## EXCERPT PROVIDED
**********

A compressive literature search was conducted in PubMed, MEDLINE, Google Scholar, Embase, the Web of Science, African Journals Online, and ScienceDirect databases to identify relevant studies for the review. The Newcastle–Ottawa Scale (NOS) was used to assess the quality of the included studies. The lung function indices including forced vital capacity (FVC), forced expiratory volume in the first second (FEV₁), the FEV₁/FVC ratio, and peak expiratory flow rate (PEFR) were obtained from primary studies and analyzed using STATA version 17. The I² test was used to assess the heterogeneity of studies. We used a random-effects model to estimate the pooled standard mean difference in lung function indices between organic dust-exposed and non-exposed industrial workers. To analyze publication bias, funnel plots and Egger’s test were applied.

Results:

In this systematic review and meta-analysis, 32 studies involving 7,085 participants were included from 13,529 identified studies. The estimated mean differences with 95% confidence intervals were as follows: −0.53 [−0.83 to −0.36] L for FVC, −0.60 [−0.77 to −0.43] L for FEV₁, −0.43 [−0.57, −0.29] L for FEV₁/FVC, and −0.69 [−0.88 to −0.50] L/min for PEFR.

**********

## INFORMATION SUPPLIED
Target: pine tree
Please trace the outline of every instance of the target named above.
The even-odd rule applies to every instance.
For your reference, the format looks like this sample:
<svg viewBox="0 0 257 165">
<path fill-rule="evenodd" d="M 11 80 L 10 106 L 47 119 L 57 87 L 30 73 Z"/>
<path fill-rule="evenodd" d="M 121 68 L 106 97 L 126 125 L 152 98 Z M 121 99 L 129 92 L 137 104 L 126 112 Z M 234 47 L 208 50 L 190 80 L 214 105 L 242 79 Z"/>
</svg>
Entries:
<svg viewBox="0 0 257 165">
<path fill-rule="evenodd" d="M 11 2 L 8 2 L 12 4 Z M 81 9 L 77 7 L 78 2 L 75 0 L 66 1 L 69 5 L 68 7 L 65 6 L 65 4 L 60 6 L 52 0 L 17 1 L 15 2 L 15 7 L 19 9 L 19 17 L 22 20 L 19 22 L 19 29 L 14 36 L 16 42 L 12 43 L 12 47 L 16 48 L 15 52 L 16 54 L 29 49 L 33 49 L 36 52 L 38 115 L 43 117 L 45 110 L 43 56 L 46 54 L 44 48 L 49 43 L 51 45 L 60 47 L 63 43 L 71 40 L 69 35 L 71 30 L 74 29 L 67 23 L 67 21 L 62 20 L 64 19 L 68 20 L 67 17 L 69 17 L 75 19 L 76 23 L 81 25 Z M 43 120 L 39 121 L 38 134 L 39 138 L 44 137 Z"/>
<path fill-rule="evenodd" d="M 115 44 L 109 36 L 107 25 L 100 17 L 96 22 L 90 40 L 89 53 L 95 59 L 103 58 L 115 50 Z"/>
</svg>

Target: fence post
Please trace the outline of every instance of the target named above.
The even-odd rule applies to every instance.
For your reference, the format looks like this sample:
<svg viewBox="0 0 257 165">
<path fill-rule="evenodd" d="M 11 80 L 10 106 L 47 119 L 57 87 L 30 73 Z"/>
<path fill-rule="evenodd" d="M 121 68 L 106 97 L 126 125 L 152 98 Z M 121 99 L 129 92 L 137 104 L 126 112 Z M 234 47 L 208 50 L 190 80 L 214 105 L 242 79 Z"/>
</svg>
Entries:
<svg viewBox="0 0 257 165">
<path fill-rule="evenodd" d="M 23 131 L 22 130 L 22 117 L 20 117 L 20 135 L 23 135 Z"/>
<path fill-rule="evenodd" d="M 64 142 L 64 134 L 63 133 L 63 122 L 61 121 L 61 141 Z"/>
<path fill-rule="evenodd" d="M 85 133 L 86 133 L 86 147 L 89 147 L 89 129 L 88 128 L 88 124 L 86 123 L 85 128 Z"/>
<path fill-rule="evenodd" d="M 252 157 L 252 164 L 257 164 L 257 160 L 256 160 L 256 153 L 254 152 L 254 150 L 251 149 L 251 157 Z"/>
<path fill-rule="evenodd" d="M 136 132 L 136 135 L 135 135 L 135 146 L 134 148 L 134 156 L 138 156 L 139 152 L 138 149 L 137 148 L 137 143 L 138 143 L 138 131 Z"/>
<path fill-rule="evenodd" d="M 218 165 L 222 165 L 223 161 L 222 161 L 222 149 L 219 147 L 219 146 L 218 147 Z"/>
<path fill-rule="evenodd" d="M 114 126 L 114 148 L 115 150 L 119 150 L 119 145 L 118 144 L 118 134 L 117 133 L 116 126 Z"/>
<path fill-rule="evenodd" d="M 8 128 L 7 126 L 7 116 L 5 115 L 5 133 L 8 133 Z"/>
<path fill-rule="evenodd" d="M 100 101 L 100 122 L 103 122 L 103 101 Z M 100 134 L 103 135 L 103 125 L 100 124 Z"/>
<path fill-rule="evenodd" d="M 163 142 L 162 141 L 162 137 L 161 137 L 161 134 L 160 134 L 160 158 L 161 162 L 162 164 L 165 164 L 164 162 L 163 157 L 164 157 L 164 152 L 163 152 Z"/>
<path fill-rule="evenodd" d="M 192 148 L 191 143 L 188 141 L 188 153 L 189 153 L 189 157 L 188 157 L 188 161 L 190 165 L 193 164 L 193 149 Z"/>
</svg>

**********

## TASK DESCRIPTION
In the meta-analysis excerpt, what software were the lung function indices analyzed with? The items are separate material, unrelated to the meta-analysis excerpt.

## YOUR SOLUTION
STATA version 17.